◆ Exercise data

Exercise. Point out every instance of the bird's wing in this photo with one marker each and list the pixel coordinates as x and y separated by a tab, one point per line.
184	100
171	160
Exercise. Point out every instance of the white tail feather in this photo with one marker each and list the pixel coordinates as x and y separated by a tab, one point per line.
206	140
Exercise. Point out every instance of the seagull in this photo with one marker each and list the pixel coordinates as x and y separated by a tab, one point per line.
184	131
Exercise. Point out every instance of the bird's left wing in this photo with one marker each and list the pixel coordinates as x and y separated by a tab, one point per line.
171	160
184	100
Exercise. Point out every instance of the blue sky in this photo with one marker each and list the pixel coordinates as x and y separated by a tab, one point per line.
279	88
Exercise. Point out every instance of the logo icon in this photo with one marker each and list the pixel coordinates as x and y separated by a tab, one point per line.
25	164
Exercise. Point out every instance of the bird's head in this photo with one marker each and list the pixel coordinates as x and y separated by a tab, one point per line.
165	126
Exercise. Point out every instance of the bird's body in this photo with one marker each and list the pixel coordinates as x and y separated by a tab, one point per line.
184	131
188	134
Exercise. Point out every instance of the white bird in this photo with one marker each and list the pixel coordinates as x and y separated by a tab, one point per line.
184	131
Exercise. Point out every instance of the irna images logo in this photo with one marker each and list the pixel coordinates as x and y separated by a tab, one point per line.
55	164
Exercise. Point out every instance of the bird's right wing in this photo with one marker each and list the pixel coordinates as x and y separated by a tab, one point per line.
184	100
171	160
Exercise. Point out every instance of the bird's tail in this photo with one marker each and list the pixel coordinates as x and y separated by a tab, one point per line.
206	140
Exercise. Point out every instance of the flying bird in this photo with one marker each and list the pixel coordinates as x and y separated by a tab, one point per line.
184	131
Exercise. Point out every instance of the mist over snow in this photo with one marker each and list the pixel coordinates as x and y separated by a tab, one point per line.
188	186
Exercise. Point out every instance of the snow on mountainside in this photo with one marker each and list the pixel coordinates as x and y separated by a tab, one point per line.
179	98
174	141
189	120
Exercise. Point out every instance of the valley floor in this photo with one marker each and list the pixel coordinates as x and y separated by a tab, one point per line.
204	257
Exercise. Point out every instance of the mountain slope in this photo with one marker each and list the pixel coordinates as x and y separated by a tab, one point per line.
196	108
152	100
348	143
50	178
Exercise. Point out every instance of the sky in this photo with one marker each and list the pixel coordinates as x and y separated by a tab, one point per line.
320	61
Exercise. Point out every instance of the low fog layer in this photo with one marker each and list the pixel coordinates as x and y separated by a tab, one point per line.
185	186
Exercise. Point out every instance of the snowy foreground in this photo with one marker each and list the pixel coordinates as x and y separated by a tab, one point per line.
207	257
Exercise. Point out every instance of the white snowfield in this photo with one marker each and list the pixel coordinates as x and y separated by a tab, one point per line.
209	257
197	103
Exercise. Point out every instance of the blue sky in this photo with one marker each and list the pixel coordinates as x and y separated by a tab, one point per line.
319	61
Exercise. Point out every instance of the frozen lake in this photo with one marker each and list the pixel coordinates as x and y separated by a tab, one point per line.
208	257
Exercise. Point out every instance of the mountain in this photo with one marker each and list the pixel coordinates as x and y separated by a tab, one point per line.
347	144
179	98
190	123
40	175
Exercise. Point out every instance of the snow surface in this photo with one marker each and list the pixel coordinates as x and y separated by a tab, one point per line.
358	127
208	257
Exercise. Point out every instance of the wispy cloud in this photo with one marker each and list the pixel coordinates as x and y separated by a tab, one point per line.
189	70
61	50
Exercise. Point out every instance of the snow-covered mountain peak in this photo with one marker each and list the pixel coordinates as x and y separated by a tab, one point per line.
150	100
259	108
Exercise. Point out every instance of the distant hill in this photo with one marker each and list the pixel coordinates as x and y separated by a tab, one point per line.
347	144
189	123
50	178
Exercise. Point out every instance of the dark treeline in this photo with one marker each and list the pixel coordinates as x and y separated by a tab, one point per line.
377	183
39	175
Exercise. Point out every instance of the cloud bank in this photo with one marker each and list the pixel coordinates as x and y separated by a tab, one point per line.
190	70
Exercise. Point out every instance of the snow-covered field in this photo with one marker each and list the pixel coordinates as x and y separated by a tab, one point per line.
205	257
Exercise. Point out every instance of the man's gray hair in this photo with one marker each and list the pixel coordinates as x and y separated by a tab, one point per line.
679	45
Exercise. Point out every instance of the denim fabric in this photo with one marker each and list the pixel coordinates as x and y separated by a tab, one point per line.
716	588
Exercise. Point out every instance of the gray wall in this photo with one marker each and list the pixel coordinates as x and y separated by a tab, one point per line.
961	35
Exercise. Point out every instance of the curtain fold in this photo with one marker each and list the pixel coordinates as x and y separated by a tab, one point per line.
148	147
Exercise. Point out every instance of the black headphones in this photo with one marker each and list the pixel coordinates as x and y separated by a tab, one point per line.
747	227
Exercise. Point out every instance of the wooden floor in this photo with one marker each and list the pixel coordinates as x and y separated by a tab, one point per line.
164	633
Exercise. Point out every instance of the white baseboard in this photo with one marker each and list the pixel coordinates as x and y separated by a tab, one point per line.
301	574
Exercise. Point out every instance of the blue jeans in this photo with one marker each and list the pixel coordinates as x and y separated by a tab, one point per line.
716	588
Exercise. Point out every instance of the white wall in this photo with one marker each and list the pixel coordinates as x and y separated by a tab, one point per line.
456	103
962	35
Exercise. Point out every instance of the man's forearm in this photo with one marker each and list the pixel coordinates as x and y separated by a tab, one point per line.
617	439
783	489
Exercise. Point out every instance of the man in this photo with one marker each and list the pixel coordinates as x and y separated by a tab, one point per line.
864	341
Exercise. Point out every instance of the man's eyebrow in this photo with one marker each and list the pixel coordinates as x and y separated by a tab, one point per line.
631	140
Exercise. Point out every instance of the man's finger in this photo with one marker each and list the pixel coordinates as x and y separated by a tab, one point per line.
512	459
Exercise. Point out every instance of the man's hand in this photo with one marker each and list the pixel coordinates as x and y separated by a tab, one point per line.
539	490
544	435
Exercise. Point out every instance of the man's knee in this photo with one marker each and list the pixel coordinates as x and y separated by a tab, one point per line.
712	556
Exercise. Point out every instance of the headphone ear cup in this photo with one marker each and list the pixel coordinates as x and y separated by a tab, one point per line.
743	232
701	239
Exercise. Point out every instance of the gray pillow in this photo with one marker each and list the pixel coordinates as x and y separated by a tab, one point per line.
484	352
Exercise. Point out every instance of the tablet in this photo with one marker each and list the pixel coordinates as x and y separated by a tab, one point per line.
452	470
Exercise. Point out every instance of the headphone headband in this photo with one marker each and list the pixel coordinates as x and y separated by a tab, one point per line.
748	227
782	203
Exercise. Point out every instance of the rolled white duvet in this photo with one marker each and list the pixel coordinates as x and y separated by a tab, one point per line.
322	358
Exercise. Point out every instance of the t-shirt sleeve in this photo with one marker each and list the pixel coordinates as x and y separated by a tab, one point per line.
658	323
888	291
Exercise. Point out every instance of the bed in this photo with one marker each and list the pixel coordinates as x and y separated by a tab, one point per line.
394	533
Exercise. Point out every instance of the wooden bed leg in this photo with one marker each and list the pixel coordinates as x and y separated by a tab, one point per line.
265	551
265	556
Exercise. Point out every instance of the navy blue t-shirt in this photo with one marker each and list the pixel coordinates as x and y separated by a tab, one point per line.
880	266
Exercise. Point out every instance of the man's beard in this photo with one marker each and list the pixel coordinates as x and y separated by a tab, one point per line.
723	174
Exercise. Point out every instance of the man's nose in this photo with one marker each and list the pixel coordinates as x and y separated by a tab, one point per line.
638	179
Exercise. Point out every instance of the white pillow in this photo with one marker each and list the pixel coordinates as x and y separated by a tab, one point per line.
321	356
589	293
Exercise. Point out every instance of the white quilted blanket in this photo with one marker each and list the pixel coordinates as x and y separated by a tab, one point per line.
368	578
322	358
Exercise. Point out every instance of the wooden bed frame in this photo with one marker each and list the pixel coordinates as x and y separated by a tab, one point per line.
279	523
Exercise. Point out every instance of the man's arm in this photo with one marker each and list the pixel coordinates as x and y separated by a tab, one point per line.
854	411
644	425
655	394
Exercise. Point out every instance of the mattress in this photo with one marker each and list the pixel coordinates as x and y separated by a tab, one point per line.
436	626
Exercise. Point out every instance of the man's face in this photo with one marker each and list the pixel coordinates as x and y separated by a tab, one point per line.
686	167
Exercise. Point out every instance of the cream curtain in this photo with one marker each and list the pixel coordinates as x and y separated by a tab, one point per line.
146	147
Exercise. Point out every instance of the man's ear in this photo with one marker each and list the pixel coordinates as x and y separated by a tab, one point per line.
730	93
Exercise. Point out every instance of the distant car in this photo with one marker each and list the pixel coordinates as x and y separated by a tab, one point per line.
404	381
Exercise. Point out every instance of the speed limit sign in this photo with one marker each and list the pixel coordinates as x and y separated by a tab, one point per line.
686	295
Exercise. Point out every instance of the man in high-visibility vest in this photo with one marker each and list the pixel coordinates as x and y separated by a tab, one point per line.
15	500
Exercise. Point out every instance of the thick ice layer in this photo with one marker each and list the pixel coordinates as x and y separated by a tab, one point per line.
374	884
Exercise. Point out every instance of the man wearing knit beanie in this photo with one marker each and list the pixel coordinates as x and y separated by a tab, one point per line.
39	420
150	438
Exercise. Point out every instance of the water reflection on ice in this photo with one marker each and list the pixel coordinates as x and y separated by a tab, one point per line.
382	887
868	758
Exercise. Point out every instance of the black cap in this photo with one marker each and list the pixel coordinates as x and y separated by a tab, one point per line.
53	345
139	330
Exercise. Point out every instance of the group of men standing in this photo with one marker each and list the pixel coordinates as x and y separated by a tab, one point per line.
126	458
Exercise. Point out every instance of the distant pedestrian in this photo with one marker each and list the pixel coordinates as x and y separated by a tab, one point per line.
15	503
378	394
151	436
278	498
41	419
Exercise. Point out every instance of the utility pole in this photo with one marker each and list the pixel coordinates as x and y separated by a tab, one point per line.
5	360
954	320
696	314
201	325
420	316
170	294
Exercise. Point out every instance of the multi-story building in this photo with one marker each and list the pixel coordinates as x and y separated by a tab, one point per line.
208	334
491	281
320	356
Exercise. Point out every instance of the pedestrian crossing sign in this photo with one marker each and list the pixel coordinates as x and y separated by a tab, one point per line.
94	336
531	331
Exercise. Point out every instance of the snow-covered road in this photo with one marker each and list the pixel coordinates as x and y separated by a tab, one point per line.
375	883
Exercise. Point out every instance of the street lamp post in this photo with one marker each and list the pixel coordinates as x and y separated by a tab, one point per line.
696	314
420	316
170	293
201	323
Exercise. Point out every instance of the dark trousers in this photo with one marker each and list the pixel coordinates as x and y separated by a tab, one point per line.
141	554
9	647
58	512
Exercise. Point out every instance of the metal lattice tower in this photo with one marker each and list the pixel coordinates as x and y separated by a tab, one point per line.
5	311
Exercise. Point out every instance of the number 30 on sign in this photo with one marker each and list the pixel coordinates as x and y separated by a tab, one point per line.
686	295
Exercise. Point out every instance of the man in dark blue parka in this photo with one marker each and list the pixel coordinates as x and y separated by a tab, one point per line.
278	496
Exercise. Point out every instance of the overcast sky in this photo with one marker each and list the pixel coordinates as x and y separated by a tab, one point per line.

◆ Assignment
Lines are to be repeated exactly from the one that contains "Exercise. Point out every instance of the snow-covered road" through the last line of the listing, with both ends kept and no others added.

◆ Completed task
Exercise. Point out every instance of the snow-covered road in this photo with one marker each and list the pixel coordinates as x and y separated by a tab, one point per line.
375	883
Exercise. Point out every instance of the street lamp post in this photo with one marker each and list the pixel coordinates as x and y separated by a tab, one point per line.
696	314
420	316
170	293
201	323
Exercise. Point out every instance of the dark trousers in this photo with one marker each and list the pixel coordinates as x and y separated by a tab, one point per line.
141	554
9	647
58	512
Exercise. Point out every instance of the metal lattice tower in this photo with one marker each and list the pixel coordinates as x and y separated by a tab, one point per line.
5	311
Exercise. Point out every instance of the number 30 on sign in this photo with one marker each and list the pixel coordinates as x and y separated by a tab, one point per line.
686	295
Exercise. Point out every instance of the man in dark blue parka in this photo with one marker each and list the pixel coordinates as x and y separated by a tab, one point per line.
278	496
Exercise. Point out every instance of the overcast sky in this photo with one marker each and list the pixel coordinates as x and y separated by a tab, one point per line.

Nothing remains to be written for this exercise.